### What you need to do
Output the data that follows exactly, line for line.

Coordinate annotation entries:

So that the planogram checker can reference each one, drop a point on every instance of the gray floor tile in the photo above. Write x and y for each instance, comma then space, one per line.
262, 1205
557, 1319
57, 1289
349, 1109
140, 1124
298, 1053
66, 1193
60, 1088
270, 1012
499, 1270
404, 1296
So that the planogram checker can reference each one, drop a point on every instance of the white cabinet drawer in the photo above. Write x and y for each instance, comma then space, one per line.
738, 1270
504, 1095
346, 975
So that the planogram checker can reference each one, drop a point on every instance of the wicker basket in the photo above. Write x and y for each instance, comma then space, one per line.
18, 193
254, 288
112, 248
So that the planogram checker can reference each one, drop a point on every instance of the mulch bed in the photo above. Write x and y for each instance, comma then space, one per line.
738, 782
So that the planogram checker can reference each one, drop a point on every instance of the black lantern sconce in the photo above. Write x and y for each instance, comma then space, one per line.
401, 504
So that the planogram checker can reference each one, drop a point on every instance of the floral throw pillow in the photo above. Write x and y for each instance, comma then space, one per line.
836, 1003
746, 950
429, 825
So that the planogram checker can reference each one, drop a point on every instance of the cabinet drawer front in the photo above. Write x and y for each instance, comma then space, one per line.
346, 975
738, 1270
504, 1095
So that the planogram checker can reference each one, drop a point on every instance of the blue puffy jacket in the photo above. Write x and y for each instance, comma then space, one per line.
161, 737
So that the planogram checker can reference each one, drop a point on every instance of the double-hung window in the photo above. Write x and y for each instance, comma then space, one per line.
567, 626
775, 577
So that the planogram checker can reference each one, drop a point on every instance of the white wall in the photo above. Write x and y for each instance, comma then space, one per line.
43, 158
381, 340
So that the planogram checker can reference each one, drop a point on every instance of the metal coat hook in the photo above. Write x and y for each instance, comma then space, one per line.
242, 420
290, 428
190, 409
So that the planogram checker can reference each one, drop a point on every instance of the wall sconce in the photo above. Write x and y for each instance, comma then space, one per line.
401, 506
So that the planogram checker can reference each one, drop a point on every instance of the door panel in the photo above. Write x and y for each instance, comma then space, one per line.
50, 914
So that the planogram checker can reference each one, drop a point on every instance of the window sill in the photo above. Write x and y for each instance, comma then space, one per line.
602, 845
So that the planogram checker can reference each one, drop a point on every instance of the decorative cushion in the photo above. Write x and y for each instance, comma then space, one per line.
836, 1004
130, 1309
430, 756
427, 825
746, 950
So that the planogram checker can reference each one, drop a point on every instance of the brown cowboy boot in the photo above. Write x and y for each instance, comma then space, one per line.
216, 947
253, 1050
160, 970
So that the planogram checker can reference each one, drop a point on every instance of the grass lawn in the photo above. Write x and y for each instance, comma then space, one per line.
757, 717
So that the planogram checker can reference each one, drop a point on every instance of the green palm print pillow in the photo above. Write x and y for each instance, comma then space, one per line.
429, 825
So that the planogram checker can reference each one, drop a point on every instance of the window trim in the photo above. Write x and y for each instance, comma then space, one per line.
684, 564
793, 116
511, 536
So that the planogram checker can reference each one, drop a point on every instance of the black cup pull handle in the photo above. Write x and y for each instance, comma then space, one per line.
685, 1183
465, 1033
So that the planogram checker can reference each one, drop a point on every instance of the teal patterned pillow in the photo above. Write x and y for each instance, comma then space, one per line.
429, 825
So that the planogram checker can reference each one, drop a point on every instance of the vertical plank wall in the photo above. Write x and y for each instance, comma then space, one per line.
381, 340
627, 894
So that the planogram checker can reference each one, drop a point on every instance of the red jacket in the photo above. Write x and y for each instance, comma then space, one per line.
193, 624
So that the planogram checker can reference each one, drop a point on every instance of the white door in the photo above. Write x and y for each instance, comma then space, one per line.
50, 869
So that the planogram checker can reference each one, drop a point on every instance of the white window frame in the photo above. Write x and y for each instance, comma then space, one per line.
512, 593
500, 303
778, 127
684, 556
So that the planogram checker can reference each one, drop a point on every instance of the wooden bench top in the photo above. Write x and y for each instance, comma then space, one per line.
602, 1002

### Completed task
So that the planogram checker can reference each one, drop a point on every instance of the gray floor tile in the photo above. Write x and y for each instance, comma then space, one per line.
262, 1205
557, 1319
57, 1289
349, 1109
140, 1124
298, 1053
66, 1193
60, 1088
270, 1012
499, 1270
404, 1296
So that the planogram checker can reference each one, drop a point on every instance of the white cabinet drawer in the photo above. Write x and y for each instance, comma then space, one per line.
738, 1270
504, 1095
346, 975
So that the planogram checker can reference each one, drop a point on every instance of the wicker basket in the photo above. Write x and y for each instance, comma then space, one per line.
18, 193
254, 288
112, 248
So that the planogram checker can reference each one, drop a point on every instance of the mulch bed in the photo above. Write x and y for each instance, comma then space, one per line.
738, 782
So that the planogram checker can reference each one, drop a point on every instance of the black lantern sconce in the photo above. Write x and y for each instance, comma then space, one per line.
401, 504
So that the planogram checker can reference each one, drop a point on every instance of the floral throw pillow in the photo above. Write x and y for each instance, comma then space, one per line.
836, 1003
746, 950
429, 825
So that the planogram checker can reference each one, drop a point on every instance of the cabinet drawer front in the photo above. Write x and y for each instance, comma then space, one per line.
346, 975
738, 1270
504, 1095
So that the planogram checker can reference each one, drop a point on every instance of the blue puffy jacket in the photo above. Write x and y for each instance, comma then space, one per line.
161, 737
So that the planogram checker can reference each one, drop a point on every instance of the double-hung window in the photo above. Write x and y for each instance, comma then space, one per line.
567, 626
775, 577
So that the planogram checker can reference each one, drop a point on every instance of the white wall in the photo above. Write x and y for each instance, comma then space, one per line.
43, 158
381, 340
So that the planogram checker can reference each one, drop a point on every instance of the metal coat hook in the photo above. Write x and y for each instance, comma then space, one per line.
242, 420
290, 428
190, 409
So that the planogram checker can reference each one, drop a point on every instance of the wall sconce in the photo above. Write x and y for each instance, comma then space, one per line.
401, 506
So that the planogram checker can reference each one, drop a point on every instance of the door panel in the photo above. Write x and y for each instance, comma then space, one per line.
50, 914
So that the planogram checker can reference each one, drop a point on every instance of the window sill in the photo above. Write x and y for each instance, comma then space, one per line.
602, 845
So that the planogram checker can reference each one, drop a point on every instance of the decorative cushion in the photo above. Write x and y for each instance, comma then space, one per line.
836, 1004
130, 1309
430, 756
427, 825
746, 950
So that the planogram checker can reference each one, drop a point on every instance of the brown cowboy boot in the photo above. Write x and y for each instance, comma then space, one per line.
216, 947
253, 1050
160, 970
So that the planogram checker can reference each one, drop a point on every instance of the grass lawn in the photo above. Write x and y for each instance, comma then space, one per line.
757, 717
So that the planogram checker can reference each one, drop a point on every instance of the green palm print pillow in the photo above. Write x and y for each instance, comma then space, one per line.
429, 825
So that the planogram checker can reference each one, drop a point on every instance of the window trim in the photo above. Write x and y for each instance, comma then space, one per line.
684, 564
793, 116
511, 536
So that the planogram checker can reference each one, drop a point on every instance of the black cup pull handle in the photo above. Write x and y for each instance, comma then space, one per line.
685, 1183
465, 1033
So that the planogram checker can reference each one, drop a point on every instance of the teal patterned pillow in the photo above. Write x and y for each instance, comma then space, one per line.
429, 825
So that the planogram checker can reference each one, drop a point on every instance of the vertical plank wall in the photo above. Write x and y for each instance, comma then space, one per line.
381, 340
627, 894
So that the planogram checker can reference each one, drop a point on every instance of the red jacket in the photo above. Write x and y for each instance, comma then space, one per line.
193, 624
So that the planogram checker can reference each one, drop a point on every instance of the white door in the photo above. Write x and y for each instance, comma then space, one per line.
50, 869
So that the planogram checker can reference each one, drop a point on every instance of the white window frame in the photo above. Write x and y for each instance, comma then space, one per line.
512, 593
500, 303
778, 127
684, 556
So that the planogram checker can reference each one, drop a point on every instance of the wooden bench top in the photo above. Write x and y for each instance, comma then space, one per line.
602, 1002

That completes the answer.